WORK ITEM: Return the data below exactly, but only from the line containing "of the tree" through the line containing "of the small", with both of those lines included.

(Stored records)
::::::::::

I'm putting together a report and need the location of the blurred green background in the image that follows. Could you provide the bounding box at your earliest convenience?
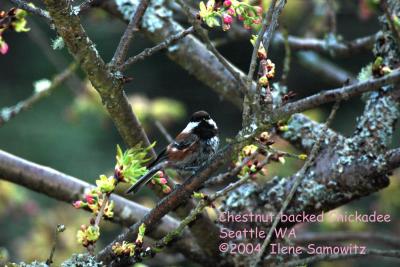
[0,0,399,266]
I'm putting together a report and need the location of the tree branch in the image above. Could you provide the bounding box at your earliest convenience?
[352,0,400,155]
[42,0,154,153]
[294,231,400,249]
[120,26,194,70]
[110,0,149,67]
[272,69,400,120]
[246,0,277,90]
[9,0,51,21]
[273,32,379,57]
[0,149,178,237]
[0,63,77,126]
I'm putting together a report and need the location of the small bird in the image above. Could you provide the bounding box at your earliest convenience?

::::::::::

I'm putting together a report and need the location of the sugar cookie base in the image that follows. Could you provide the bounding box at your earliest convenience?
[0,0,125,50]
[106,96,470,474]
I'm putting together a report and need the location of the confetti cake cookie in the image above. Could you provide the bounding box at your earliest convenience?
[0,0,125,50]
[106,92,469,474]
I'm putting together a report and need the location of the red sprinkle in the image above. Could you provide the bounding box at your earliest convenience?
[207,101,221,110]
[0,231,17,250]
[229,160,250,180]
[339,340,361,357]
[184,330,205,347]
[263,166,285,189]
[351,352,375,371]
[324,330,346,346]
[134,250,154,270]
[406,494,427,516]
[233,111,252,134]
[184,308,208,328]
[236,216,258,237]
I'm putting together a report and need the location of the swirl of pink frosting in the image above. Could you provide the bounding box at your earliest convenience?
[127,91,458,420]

::::::::::

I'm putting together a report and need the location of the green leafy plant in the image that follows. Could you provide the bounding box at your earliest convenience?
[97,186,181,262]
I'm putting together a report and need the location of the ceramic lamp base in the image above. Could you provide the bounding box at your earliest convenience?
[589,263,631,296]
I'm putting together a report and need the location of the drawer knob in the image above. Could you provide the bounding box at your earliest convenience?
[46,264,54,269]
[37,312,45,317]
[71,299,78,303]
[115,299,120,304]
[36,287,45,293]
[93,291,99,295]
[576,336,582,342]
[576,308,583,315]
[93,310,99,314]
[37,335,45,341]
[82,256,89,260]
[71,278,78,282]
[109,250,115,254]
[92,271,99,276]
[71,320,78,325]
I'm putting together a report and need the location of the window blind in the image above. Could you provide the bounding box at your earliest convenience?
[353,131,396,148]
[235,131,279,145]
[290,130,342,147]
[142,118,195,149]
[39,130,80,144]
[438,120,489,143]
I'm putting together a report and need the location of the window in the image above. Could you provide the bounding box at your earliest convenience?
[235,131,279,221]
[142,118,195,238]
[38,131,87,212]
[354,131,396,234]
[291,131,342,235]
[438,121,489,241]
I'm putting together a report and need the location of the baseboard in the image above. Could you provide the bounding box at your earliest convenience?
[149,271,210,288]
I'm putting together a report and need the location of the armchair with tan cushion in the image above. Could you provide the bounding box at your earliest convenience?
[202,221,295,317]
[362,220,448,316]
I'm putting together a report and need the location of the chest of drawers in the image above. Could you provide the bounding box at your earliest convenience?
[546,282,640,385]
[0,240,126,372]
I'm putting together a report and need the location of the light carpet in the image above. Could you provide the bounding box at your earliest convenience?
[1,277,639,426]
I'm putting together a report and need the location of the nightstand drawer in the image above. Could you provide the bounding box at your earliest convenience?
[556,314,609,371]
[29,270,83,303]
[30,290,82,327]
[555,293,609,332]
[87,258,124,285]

::::::::::

TASK RESPONSE:
I'm putting together a report and need the location of the tree branch in the image above. Could you provide the bounding box at your earliest convenience?
[352,0,400,155]
[42,0,154,153]
[294,231,400,249]
[120,26,194,70]
[110,0,149,67]
[272,69,400,120]
[246,0,277,90]
[9,0,51,21]
[273,32,379,57]
[0,149,178,237]
[0,63,77,126]
I'm putting together a report and need the location of the small bird in the image above. Could you provide the bounding box at your earliest convenience?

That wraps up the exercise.